Listing ▸
◇ ◇ ◇ ◇ ◇ ◇ ◇
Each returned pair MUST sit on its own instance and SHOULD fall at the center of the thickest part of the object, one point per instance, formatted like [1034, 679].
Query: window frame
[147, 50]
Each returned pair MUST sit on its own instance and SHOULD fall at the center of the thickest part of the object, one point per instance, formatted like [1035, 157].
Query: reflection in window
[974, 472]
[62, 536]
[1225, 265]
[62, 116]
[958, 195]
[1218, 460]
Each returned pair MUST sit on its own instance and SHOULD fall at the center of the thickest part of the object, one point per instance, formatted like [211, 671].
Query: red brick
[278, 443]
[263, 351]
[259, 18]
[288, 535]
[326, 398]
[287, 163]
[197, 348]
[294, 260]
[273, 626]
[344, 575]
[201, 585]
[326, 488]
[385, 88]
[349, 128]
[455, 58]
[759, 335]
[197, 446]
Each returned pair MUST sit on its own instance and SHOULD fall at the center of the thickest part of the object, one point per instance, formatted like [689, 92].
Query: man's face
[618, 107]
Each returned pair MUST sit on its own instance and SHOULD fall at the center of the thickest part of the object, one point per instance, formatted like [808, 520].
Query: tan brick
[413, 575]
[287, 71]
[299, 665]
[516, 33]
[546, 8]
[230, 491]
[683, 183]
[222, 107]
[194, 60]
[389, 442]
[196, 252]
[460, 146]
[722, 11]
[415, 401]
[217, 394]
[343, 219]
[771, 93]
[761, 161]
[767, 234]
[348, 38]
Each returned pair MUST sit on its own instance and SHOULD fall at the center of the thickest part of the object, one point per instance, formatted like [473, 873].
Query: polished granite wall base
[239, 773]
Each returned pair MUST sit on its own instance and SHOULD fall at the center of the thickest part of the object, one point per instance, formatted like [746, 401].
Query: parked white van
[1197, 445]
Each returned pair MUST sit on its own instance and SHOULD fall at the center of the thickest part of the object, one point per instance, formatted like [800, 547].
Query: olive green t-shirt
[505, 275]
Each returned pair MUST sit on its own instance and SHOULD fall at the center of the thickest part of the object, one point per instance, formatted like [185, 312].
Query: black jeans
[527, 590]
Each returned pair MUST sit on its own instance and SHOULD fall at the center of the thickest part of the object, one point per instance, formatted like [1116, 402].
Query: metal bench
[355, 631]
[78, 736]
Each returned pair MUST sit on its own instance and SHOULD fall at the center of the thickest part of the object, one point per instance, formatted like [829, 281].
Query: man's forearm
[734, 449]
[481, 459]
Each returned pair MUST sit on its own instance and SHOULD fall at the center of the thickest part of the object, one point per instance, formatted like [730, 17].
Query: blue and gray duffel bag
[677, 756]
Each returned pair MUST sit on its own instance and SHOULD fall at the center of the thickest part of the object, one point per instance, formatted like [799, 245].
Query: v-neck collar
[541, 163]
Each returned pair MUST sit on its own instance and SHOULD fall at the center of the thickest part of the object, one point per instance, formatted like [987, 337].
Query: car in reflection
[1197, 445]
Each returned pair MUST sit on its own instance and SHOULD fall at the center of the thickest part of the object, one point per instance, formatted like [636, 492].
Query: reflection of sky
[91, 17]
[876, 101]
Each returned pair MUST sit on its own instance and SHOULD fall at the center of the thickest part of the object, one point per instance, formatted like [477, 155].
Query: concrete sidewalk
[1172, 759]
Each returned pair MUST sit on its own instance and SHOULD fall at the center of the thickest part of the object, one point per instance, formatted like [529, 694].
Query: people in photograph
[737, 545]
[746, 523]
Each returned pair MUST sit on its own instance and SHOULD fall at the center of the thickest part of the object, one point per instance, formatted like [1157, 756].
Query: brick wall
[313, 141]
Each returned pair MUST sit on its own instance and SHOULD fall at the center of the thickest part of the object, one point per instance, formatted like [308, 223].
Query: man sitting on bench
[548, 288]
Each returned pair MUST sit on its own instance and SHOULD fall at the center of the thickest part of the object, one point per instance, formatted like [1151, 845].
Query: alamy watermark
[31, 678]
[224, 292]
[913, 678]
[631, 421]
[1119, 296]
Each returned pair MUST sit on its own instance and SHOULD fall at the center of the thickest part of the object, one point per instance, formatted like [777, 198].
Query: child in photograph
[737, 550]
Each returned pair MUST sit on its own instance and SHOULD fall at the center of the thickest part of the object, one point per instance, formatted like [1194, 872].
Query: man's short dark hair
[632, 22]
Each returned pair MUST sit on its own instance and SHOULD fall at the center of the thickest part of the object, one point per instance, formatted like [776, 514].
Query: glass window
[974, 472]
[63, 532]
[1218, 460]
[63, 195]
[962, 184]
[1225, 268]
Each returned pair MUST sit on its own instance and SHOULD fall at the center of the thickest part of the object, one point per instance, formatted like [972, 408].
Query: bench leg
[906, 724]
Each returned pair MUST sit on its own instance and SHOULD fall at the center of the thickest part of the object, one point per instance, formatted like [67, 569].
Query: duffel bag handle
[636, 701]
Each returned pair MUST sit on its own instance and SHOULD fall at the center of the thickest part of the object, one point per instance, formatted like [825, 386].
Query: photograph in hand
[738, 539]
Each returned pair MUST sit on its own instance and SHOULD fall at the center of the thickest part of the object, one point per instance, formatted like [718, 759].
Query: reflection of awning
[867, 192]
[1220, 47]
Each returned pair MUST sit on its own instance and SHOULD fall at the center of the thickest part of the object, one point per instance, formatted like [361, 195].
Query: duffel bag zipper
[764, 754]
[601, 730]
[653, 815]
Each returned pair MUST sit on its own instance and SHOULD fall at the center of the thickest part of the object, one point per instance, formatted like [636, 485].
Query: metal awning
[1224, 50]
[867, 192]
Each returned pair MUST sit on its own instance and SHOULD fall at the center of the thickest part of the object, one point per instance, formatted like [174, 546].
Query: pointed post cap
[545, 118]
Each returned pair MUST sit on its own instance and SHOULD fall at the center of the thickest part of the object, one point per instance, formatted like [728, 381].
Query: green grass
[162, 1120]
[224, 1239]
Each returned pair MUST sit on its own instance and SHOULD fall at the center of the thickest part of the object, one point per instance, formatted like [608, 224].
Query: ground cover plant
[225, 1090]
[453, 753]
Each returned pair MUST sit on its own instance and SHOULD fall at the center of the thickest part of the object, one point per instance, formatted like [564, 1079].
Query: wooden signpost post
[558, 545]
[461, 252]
◇ ◇ ◇ ◇ ◇ ◇ ◇
Task to complete ▸
Reproduce all of the lines above word for word, with nothing changed, added, or left out.

Solution for this task ▸
Each returned pair MUST sit on its own instance and SHOULD fall at the center of the thickest part of the object, one point per instance, formatted like [1034, 679].
Query: window frame
[147, 50]
Each returned pair MUST sit on its own instance and SHOULD fall at the center of the thickest part of the object, one point per instance, formatted like [1035, 157].
Query: reflection in window
[974, 472]
[62, 536]
[1225, 265]
[62, 116]
[958, 195]
[1218, 460]
Each returned pair MUST sit on its own instance and SHOULD fall at the center of the thickest part of the object, one point per instance, formatted like [211, 671].
Query: red brick
[278, 443]
[263, 351]
[259, 18]
[288, 535]
[326, 398]
[287, 163]
[197, 348]
[294, 260]
[273, 626]
[344, 575]
[201, 585]
[326, 488]
[385, 88]
[349, 128]
[455, 58]
[759, 335]
[197, 446]
Each returned pair MUST sit on its own instance and SHOULD fall at the center of the thickest part of the object, one point per instance, formatted like [689, 92].
Query: man's face
[618, 107]
Each returned pair MUST sit on its own instance and SHOULD fall at the center of the thickest part of the object, one point per instance, formatted like [808, 520].
Query: tan brick
[413, 575]
[287, 71]
[299, 665]
[516, 33]
[546, 8]
[230, 491]
[683, 183]
[222, 107]
[194, 60]
[389, 442]
[196, 252]
[460, 146]
[722, 11]
[415, 401]
[217, 394]
[343, 219]
[771, 93]
[761, 161]
[767, 234]
[348, 38]
Each returned pair MUST sit on its own instance and SHOULD fall at the center of the thickest part of the object, one point per instance, formatted like [473, 873].
Query: polished granite wall base
[239, 773]
Each returned pair MUST sit on its own instance and SHOULD fall at the center of the thickest part of the object, one point per instance, formatted like [746, 401].
Query: parked white van
[1197, 445]
Each returned pair MUST sit on its own instance and SHOULD fall at the center of the thickest part of the object, one point per instance, formatted like [800, 547].
Query: olive green t-shirt
[505, 275]
Each returned pair MUST sit on its own instance and SHOULD fall at the center of the thickest part of the object, one point per instance, formatted like [185, 312].
Query: black jeans
[527, 590]
Each returned pair MUST sit on its own instance and SHOULD fall at the center of the thickest part of the object, one point per instance, formatted like [1116, 402].
Query: metal bench
[355, 631]
[78, 736]
Each returned pair MUST sit on its own instance and SHOULD fall at the center of the thickest part of the object, one point per instance, formatted like [829, 281].
Query: man's forearm
[734, 449]
[481, 459]
Each returned pair MUST sit on its own instance and SHOULD fall at the center of the thickest part of the object, one point per instance, formatted like [730, 17].
Query: blue and gray duffel bag
[677, 756]
Each returned pair MUST sit on its own instance and SHOULD fall at the center of the thickest part of the object, one point per instance, formatted like [799, 245].
Query: v-neck collar
[541, 163]
Each returned pair MUST sit on its own instance and SHOULD fall at the center of the thickest part of the object, one point per instance, formatted like [987, 337].
Query: car in reflection
[1197, 445]
Each returned pair MUST sit on its own instance and SHOULD fall at the center of the thickest part of the object, one point per instance, formatted like [636, 492].
Query: reflection of sky
[91, 17]
[876, 101]
Each returned pair MUST sit on its own instance and SHOULD fall at the center of the thickest part of the object, one point per instance, formatted like [477, 155].
Query: concrete sidewalk
[1172, 759]
Each returned pair MUST sit on its own instance and SHOULD fall at the center of the thickest part of the object, one point per instance, formatted like [529, 694].
Query: people in photograph
[737, 545]
[746, 523]
Each returned pair MUST sit on its own instance and SHOULD fall at the center of the thickest part of the object, one point per instance, formatted like [1157, 756].
Query: brick wall
[313, 141]
Each returned pair MUST sit on its own instance and SHOULD fall at the center of the thickest part of the object, one point per instance, formatted like [308, 223].
Query: man sitting on bench
[548, 288]
Each returned pair MUST sit on its own instance and SHOULD fall at the center of the thickest part of the object, one point per instance, formatted like [1151, 845].
Query: alamy watermark
[31, 678]
[224, 292]
[913, 678]
[631, 421]
[1119, 296]
Each returned pair MUST sit on its own instance and SHOULD fall at the center of the thickest part of the object, one point per instance, formatted like [777, 198].
Query: child in photograph
[737, 550]
Each returned pair MUST sit on its own instance and SHOULD fall at the center of the thickest part of the object, one point per instance, formatted like [1194, 872].
Query: man's short dark hair
[632, 22]
Each returned pair MUST sit on its own instance and SHOULD fall at the center of the thickest part of the object, one point per instance, formatted like [776, 514].
Query: glass window
[974, 472]
[63, 532]
[1218, 460]
[63, 195]
[962, 184]
[1225, 268]
Each returned pair MUST sit on its own instance and SHOULD fall at the center of the thickest part of the object, one point per instance, formatted like [972, 408].
Query: bench leg
[906, 724]
Each returned pair MUST sit on its own instance and SHOULD fall at the center of the thickest part of the object, one point per instance, formatted like [67, 569].
Query: duffel bag handle
[636, 701]
Each returned pair MUST sit on its own instance and SHOULD fall at the center of the thickest part of the object, one point per instance, formatted like [825, 386].
Query: photograph in hand
[738, 539]
Each returned pair MUST sit on its own instance and SHOULD fall at the center of the thickest part of the object, one point per instance, formatted like [718, 759].
Query: reflection of awning
[867, 192]
[1220, 47]
Each returned pair MUST sit on its own instance and SHOULD fall at the center of the thickest part of the object, one point per instance, formatted like [361, 195].
Query: duffel bag zipper
[764, 754]
[601, 730]
[653, 815]
Each returned pair MUST sit on its own instance and SHOULD fall at the center of the thickest part of the object, one point per instance, formatted like [636, 485].
Query: metal awning
[1224, 50]
[867, 192]
Each returned pair MUST sit on its own instance and SHOULD fall at the center of the thickest part of the object, one point per instance, formatted like [174, 546].
Query: pointed post cap
[545, 118]
Each returned pair MUST sit on its own instance and SHOULD fall at the center of the thickest part of the object, one point per instance, formatted like [728, 381].
Query: green grass
[162, 1120]
[224, 1239]
Each returned pair MUST sit on its own instance and SHOULD fall at the center of the thickest part of the object, one point per instance, formatted like [608, 224].
Query: ground cover plant
[225, 1090]
[453, 753]
Each returned pair MUST sit on its own instance and SHOULD fall at the center of the thickest part of the object, one point per instance, formatted like [564, 1079].
Query: wooden signpost post
[558, 545]
[461, 252]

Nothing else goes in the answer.